== Segment start ==
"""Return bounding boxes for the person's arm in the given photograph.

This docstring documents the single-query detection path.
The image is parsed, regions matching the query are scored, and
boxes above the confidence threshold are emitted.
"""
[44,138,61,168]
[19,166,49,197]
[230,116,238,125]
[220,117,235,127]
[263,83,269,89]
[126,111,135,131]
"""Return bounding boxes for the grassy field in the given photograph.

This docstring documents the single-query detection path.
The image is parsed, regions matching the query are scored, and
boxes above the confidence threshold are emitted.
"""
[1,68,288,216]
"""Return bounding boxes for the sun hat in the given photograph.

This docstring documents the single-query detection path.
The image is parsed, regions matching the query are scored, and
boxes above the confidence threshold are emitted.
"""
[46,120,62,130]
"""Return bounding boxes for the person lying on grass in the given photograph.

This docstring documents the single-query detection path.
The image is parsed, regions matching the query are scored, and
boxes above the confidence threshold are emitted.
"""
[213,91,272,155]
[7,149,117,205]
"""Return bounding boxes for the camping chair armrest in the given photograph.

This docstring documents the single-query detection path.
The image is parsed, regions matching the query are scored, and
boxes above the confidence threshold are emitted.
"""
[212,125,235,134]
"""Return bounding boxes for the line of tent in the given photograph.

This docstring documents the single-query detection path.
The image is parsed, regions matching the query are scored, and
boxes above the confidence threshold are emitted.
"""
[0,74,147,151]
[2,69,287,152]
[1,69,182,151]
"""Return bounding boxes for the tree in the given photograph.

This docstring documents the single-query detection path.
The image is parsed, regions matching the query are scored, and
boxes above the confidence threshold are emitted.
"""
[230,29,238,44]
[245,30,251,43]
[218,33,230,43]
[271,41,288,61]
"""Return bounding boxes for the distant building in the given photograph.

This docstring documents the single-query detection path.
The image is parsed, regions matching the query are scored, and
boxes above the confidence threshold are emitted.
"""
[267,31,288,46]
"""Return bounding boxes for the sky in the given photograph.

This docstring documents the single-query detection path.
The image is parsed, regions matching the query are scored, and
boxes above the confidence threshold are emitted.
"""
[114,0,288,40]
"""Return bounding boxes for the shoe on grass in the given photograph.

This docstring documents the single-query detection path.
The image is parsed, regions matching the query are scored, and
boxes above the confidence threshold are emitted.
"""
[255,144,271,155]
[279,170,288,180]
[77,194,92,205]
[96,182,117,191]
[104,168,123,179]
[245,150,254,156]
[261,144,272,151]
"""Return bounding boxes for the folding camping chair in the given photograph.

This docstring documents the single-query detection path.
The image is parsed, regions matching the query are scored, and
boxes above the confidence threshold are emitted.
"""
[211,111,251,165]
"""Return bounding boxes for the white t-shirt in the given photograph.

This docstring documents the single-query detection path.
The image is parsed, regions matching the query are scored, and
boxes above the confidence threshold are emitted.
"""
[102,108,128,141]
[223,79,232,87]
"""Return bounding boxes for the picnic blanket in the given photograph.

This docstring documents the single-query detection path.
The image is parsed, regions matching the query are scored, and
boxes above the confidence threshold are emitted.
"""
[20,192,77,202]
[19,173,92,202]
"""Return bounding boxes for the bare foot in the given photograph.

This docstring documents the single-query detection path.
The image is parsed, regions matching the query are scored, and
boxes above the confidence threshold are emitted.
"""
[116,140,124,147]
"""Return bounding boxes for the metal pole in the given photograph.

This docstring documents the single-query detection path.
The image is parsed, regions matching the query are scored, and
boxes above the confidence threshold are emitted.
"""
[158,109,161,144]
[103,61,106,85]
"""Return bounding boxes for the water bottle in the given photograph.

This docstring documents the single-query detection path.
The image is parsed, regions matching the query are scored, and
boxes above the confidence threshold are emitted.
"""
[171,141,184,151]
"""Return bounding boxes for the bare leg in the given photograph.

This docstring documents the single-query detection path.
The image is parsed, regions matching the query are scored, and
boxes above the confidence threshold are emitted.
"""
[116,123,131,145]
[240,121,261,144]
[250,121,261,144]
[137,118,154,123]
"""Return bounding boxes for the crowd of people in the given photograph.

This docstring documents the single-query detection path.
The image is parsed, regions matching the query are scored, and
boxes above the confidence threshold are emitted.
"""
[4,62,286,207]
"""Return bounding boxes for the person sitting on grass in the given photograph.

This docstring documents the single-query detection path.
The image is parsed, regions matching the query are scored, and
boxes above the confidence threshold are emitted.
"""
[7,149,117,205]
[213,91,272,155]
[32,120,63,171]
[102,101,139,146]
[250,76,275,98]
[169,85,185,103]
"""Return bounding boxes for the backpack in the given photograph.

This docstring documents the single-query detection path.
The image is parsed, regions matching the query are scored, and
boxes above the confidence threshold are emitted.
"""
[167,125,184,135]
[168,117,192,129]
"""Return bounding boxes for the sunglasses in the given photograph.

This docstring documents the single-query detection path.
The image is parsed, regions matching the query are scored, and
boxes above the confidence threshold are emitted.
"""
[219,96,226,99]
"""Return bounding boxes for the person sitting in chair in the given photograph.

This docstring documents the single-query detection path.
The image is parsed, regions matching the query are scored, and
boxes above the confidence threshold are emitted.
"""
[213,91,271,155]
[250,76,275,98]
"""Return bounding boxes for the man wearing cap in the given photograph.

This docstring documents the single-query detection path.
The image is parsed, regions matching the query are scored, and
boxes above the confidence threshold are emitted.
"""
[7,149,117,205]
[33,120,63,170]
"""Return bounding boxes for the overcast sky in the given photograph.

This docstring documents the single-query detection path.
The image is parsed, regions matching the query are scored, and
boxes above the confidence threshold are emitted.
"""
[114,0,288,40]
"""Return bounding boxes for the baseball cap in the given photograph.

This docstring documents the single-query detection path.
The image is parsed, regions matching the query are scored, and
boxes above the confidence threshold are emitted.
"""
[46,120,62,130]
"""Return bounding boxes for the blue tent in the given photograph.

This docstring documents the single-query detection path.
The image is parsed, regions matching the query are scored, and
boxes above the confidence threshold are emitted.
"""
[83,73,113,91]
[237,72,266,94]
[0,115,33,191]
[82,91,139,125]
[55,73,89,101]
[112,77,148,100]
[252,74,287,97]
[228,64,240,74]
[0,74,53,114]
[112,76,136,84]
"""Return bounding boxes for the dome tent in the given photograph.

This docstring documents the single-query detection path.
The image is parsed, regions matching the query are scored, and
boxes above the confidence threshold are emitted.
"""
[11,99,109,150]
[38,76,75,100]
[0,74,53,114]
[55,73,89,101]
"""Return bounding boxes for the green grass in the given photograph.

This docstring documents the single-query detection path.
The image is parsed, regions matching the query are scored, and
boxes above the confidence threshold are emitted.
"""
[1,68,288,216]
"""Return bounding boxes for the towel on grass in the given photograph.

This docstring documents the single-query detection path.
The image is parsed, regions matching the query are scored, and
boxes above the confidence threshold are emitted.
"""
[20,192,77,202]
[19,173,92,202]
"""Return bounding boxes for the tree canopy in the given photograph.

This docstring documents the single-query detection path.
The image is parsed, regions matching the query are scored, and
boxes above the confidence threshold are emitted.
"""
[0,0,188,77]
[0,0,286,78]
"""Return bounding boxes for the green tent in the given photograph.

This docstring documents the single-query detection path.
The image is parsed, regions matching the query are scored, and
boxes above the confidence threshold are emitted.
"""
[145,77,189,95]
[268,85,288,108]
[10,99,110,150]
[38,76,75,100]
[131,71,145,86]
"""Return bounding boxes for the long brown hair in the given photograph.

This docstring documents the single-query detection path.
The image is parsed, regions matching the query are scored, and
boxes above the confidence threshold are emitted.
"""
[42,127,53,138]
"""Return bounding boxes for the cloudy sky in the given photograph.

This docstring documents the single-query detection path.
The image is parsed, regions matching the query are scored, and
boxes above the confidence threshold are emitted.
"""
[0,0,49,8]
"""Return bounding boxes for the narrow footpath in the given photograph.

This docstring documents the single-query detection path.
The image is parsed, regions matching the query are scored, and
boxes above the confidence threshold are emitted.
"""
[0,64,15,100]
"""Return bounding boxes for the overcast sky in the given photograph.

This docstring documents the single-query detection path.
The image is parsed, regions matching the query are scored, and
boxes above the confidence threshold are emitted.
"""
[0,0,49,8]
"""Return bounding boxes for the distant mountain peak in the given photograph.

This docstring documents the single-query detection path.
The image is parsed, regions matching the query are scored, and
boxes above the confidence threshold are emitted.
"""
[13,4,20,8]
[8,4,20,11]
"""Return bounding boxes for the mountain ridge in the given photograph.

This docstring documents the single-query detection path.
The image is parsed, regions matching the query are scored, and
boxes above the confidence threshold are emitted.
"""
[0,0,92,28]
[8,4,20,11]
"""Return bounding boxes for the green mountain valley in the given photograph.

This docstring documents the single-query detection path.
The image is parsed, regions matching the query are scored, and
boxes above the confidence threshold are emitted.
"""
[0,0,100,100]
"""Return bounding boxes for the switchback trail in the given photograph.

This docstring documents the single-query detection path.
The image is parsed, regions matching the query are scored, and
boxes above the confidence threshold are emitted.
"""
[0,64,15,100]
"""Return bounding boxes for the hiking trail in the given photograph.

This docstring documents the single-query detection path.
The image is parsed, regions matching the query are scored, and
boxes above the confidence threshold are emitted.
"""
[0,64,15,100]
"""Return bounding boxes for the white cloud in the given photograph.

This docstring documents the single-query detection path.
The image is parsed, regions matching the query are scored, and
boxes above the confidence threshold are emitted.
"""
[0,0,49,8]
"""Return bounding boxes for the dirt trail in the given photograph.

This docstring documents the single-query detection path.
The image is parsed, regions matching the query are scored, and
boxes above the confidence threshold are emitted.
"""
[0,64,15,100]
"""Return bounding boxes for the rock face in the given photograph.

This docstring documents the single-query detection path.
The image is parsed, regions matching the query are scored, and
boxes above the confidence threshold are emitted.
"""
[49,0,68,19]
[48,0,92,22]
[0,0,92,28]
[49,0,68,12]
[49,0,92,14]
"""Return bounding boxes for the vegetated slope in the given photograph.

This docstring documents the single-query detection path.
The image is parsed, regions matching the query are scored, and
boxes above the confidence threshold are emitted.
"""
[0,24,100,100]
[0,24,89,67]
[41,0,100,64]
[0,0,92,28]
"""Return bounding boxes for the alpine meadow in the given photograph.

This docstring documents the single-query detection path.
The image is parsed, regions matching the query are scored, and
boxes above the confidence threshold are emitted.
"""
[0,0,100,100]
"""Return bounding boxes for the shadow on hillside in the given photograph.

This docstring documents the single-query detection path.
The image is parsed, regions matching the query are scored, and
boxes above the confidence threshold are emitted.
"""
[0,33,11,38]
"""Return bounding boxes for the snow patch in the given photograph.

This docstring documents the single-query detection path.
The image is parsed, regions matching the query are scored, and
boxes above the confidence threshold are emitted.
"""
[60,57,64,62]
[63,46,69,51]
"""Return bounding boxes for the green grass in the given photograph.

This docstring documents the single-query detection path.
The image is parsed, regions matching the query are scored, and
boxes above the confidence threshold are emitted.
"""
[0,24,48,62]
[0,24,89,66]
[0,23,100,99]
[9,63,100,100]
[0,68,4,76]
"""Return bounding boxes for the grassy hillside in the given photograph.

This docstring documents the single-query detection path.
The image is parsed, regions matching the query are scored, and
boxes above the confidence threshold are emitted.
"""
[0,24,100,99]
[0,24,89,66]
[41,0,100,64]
== Segment end ==
Prompt:
Take every line above that includes the string "white" and return it.

Response to the task:
"""Return bounding boxes for the white t-shirt in the given photograph.
"""Return bounding boxes for the white cloud in the given photograph.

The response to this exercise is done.